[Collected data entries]
>> begin
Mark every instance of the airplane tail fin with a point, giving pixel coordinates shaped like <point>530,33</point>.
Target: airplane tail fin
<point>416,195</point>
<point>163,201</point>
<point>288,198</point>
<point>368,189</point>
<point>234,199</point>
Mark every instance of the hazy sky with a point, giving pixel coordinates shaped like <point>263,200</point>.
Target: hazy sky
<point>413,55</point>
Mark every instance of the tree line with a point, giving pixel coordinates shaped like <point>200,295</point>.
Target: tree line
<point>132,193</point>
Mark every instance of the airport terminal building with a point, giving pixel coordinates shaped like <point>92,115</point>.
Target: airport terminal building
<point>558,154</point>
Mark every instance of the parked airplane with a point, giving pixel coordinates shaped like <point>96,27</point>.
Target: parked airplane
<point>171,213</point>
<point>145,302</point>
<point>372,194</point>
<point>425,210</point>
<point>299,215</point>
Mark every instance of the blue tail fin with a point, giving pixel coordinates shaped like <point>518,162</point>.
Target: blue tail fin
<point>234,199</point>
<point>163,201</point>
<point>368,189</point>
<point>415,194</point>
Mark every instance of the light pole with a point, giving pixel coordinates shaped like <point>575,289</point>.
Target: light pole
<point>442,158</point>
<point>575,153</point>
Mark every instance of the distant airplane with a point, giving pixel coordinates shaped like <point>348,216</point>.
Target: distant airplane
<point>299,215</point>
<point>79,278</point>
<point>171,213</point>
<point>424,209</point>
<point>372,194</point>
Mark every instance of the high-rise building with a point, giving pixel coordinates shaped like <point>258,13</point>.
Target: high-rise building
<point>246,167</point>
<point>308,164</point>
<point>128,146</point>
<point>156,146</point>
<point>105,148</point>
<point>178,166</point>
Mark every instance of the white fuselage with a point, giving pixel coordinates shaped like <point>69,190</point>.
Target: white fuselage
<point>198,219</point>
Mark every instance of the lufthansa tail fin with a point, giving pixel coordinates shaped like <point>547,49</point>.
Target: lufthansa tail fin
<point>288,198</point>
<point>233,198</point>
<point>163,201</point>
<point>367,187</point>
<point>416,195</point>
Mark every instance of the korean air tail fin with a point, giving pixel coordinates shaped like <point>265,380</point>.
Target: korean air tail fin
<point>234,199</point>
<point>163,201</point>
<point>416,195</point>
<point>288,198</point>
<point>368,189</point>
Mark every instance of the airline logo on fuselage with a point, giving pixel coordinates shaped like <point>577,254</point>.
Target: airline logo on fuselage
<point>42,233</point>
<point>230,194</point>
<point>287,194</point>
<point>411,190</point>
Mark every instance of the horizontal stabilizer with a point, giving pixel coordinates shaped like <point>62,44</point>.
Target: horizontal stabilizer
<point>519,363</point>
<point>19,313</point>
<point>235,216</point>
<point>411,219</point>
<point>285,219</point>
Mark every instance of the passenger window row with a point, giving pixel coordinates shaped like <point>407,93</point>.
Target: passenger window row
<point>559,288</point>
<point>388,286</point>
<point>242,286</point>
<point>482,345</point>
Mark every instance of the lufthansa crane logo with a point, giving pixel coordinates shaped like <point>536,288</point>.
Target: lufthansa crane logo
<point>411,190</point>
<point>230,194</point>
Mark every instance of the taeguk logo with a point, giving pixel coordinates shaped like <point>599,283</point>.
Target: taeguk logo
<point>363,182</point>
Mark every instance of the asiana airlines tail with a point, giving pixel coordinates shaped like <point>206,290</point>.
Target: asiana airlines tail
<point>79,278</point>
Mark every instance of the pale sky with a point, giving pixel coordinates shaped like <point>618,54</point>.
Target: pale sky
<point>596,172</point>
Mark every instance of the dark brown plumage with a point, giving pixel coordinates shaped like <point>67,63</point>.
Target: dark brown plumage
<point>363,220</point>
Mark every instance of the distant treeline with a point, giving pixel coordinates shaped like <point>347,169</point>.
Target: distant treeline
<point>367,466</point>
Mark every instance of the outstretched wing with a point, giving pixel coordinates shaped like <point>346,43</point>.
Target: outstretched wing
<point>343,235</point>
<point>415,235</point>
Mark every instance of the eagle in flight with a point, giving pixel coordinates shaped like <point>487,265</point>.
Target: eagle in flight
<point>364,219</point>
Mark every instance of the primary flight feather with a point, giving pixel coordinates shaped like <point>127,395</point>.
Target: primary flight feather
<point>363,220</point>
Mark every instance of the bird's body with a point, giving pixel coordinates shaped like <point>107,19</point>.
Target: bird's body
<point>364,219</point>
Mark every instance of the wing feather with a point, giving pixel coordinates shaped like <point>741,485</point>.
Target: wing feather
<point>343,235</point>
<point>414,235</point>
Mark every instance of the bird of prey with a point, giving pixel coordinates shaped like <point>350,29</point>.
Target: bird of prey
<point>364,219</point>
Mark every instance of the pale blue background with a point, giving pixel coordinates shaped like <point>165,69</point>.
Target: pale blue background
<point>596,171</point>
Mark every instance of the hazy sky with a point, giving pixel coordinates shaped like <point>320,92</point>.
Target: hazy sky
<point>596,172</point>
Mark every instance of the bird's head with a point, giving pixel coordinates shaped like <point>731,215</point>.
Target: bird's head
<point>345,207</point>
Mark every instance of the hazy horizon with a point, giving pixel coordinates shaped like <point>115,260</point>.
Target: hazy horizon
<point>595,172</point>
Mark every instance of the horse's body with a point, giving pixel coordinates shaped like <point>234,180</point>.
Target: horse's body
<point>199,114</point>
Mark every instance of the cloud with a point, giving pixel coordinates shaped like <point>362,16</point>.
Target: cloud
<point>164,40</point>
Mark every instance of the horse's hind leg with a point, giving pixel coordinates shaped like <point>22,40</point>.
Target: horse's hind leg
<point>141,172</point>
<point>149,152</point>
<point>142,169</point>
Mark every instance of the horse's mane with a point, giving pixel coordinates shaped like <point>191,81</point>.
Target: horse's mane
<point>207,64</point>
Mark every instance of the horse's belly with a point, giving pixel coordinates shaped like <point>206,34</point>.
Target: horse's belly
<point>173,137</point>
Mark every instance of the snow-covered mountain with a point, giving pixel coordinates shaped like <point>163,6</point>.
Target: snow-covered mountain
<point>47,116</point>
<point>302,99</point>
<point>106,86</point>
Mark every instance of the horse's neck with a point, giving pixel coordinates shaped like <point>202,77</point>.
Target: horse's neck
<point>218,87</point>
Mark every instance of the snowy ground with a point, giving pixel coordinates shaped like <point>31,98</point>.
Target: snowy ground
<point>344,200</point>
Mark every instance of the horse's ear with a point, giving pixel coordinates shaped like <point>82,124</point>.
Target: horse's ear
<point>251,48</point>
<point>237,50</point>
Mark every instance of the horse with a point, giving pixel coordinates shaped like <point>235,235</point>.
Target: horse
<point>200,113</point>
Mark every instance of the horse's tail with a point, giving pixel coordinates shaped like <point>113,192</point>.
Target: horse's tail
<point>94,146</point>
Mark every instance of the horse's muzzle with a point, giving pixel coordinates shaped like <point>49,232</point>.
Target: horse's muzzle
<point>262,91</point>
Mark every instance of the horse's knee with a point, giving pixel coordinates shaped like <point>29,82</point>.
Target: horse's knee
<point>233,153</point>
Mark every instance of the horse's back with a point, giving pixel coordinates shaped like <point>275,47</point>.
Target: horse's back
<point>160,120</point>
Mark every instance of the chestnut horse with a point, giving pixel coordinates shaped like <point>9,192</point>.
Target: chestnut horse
>> end
To do: Express the lines of every record above as a numbered list, leaving out any blank lines.

Worked solution:
1. Mark every instance of the airplane tail fin with a point, giving pixel coordinates shaped like <point>530,33</point>.
2. Target: airplane tail fin
3. <point>416,195</point>
4. <point>163,201</point>
5. <point>288,198</point>
6. <point>368,189</point>
7. <point>234,199</point>
8. Mark every instance of the hazy sky with a point, giving pixel coordinates shaped like <point>263,200</point>.
9. Target: hazy sky
10. <point>413,55</point>
11. Mark every instance of the tree line with a point, giving pixel coordinates shaped like <point>200,295</point>.
12. Target: tree line
13. <point>132,193</point>
14. Mark every instance of the airport terminal building with a point, giving pixel coordinates shaped like <point>92,115</point>.
15. Target: airport terminal building
16. <point>558,154</point>
17. Mark every instance of the parked airplane with a point, giving pixel coordinates shaped like <point>96,27</point>.
18. Target: parked airplane
19. <point>171,213</point>
20. <point>145,302</point>
21. <point>372,194</point>
22. <point>425,210</point>
23. <point>299,215</point>
24. Mark every instance of the blue tail fin with a point, giving pixel coordinates shaped like <point>518,162</point>.
25. Target: blue tail fin
26. <point>234,199</point>
27. <point>163,201</point>
28. <point>368,189</point>
29. <point>415,194</point>
30. Mark every instance of the light pole with a point, giving pixel coordinates shaped like <point>575,289</point>.
31. Target: light pole
32. <point>442,158</point>
33. <point>575,153</point>
34. Mark every instance of the distant airplane with a point, giving pixel coordinates shaped like <point>348,216</point>.
35. Target: distant airplane
36. <point>299,215</point>
37. <point>79,278</point>
38. <point>171,213</point>
39. <point>424,209</point>
40. <point>372,194</point>
41. Mark every instance of the high-rise building with a point, giving pixel coordinates shaped like <point>258,13</point>.
42. Target: high-rise building
43. <point>246,167</point>
44. <point>308,164</point>
45. <point>128,146</point>
46. <point>156,146</point>
47. <point>105,148</point>
48. <point>178,166</point>
49. Mark every instance of the white fuselage with a point, giving pixel coordinates shaped like <point>69,190</point>.
50. Target: white fuselage
51. <point>198,219</point>
52. Mark every instance of the lufthansa tail fin with a point, giving pixel coordinates shaped like <point>547,49</point>.
53. Target: lufthansa tail fin
54. <point>288,198</point>
55. <point>233,198</point>
56. <point>163,201</point>
57. <point>367,187</point>
58. <point>416,195</point>
59. Mark every instance of the korean air tail fin with a point, giving pixel coordinates shaped like <point>265,380</point>.
60. Target: korean air tail fin
61. <point>234,199</point>
62. <point>163,201</point>
63. <point>416,195</point>
64. <point>288,198</point>
65. <point>368,189</point>
66. Mark every instance of the airline logo on fuselage with a point, giving pixel coordinates shaped like <point>577,254</point>.
67. Target: airline logo on fuselage
68. <point>42,233</point>
69. <point>230,194</point>
70. <point>287,194</point>
71. <point>411,190</point>
72. Mark every instance of the horizontal stabilizer with a point, giving pixel coordinates shaped like <point>62,44</point>.
73. Target: horizontal stabilizer
74. <point>519,363</point>
75. <point>19,313</point>
76. <point>235,216</point>
77. <point>411,219</point>
78. <point>285,219</point>
79. Mark every instance of the passenger window row with a point, giving pixel coordinates shaped like <point>407,93</point>.
80. Target: passenger window row
81. <point>559,288</point>
82. <point>388,286</point>
83. <point>242,286</point>
84. <point>482,345</point>
85. Mark every instance of the lufthansa crane logo with a point, giving pixel coordinates shaped like <point>536,288</point>.
86. Target: lufthansa crane logo
87. <point>411,190</point>
88. <point>230,194</point>
89. Mark every instance of the taeguk logo with a point, giving pixel coordinates shaped like <point>599,283</point>.
90. Target: taeguk logo
91. <point>363,182</point>
92. Mark every instance of the asiana airlines tail with a point, giving pixel coordinates shaped like <point>206,290</point>.
93. Target: asiana airlines tail
94. <point>79,278</point>
95. Mark every instance of the pale sky with a point, giving pixel coordinates shaped like <point>618,54</point>.
96. Target: pale sky
97. <point>596,172</point>
98. Mark every instance of the dark brown plumage with a point, giving pixel coordinates shaped like <point>67,63</point>.
99. Target: dark brown plumage
100. <point>363,220</point>
101. Mark every instance of the distant treeline with a point, giving pixel coordinates shaped like <point>347,169</point>.
102. Target: distant treeline
103. <point>367,466</point>
104. Mark every instance of the outstretched wing with a point, giving pixel coordinates shaped like <point>346,43</point>.
105. Target: outstretched wing
106. <point>343,235</point>
107. <point>415,235</point>
108. Mark every instance of the eagle in flight with a point, giving pixel coordinates shaped like <point>487,265</point>.
109. Target: eagle in flight
110. <point>364,219</point>
111. Mark every instance of the primary flight feather with a point, giving pixel coordinates shaped like <point>127,395</point>.
112. Target: primary flight feather
113. <point>363,220</point>
114. Mark every instance of the bird's body with a point, giving pixel coordinates shaped like <point>107,19</point>.
115. Target: bird's body
116. <point>364,219</point>
117. Mark every instance of the wing feather with a point, giving pixel coordinates shaped like <point>741,485</point>.
118. Target: wing feather
119. <point>343,235</point>
120. <point>414,235</point>
121. Mark every instance of the bird of prey with a point, giving pixel coordinates shaped like <point>350,29</point>.
122. Target: bird of prey
123. <point>364,219</point>
124. Mark every instance of the pale blue background with a point, giving pixel coordinates shaped like <point>165,69</point>.
125. Target: pale blue background
126. <point>596,171</point>
127. Mark every instance of the hazy sky with a point, giving pixel coordinates shaped like <point>320,92</point>.
128. Target: hazy sky
129. <point>596,172</point>
130. Mark every instance of the bird's head with a point, giving pixel coordinates shaped like <point>731,215</point>.
131. Target: bird's head
132. <point>345,207</point>
133. Mark every instance of the hazy horizon with a point, giving pixel coordinates shaped like <point>115,260</point>.
134. Target: hazy horizon
135. <point>595,172</point>
136. Mark every instance of the horse's body with a point, giving pixel coordinates shaped like <point>234,180</point>.
137. Target: horse's body
138. <point>199,114</point>
139. Mark every instance of the cloud with a point, giving pixel coordinates shaped like <point>362,16</point>.
140. Target: cloud
141. <point>164,40</point>
142. Mark every instance of the horse's hind leg with a point, giving pixel coordinates shaped like <point>22,40</point>.
143. Target: horse's hind leg
144. <point>141,172</point>
145. <point>149,152</point>
146. <point>142,169</point>
147. Mark every instance of the horse's mane with a point, giving pixel coordinates shaped like <point>191,81</point>.
148. Target: horse's mane
149. <point>207,64</point>
150. Mark every instance of the horse's belly with a point, giving pixel coordinates shaped like <point>206,34</point>.
151. Target: horse's belly
152. <point>173,137</point>
153. Mark every instance of the snow-covered mountain with a point, giving pixel coordinates shaped like <point>163,6</point>.
154. Target: snow-covered mountain
155. <point>47,116</point>
156. <point>302,99</point>
157. <point>106,86</point>
158. Mark every instance of the horse's neck with a point, giving pixel coordinates shaped like <point>202,77</point>.
159. Target: horse's neck
160. <point>218,87</point>
161. Mark every instance of the snowy ground with a point, giving pixel coordinates shaped like <point>31,98</point>.
162. Target: snowy ground
163. <point>344,200</point>
164. Mark every instance of the horse's ear with a point, giving pixel coordinates shaped like <point>82,124</point>.
165. Target: horse's ear
166. <point>251,48</point>
167. <point>237,50</point>
168. Mark every instance of the horse with a point, giving pixel coordinates shaped like <point>235,235</point>.
169. Target: horse
170. <point>200,113</point>
171. Mark every instance of the horse's tail with a point, giving pixel coordinates shaped like <point>113,192</point>.
172. Target: horse's tail
173. <point>94,146</point>
174. Mark every instance of the horse's muzzle with a point, giving pixel coordinates shaped like <point>49,232</point>.
175. Target: horse's muzzle
176. <point>262,91</point>
177. Mark every instance of the horse's knee with a point, giving pixel coordinates shaped like <point>29,82</point>.
178. Target: horse's knee
179. <point>233,153</point>
180. Mark every instance of the horse's back with a point, giving pixel coordinates shaped like <point>275,47</point>.
181. Target: horse's back
182. <point>160,120</point>
183. Mark every instance of the chestnut horse with a point, giving pixel coordinates shaped like <point>9,192</point>.
184. Target: chestnut horse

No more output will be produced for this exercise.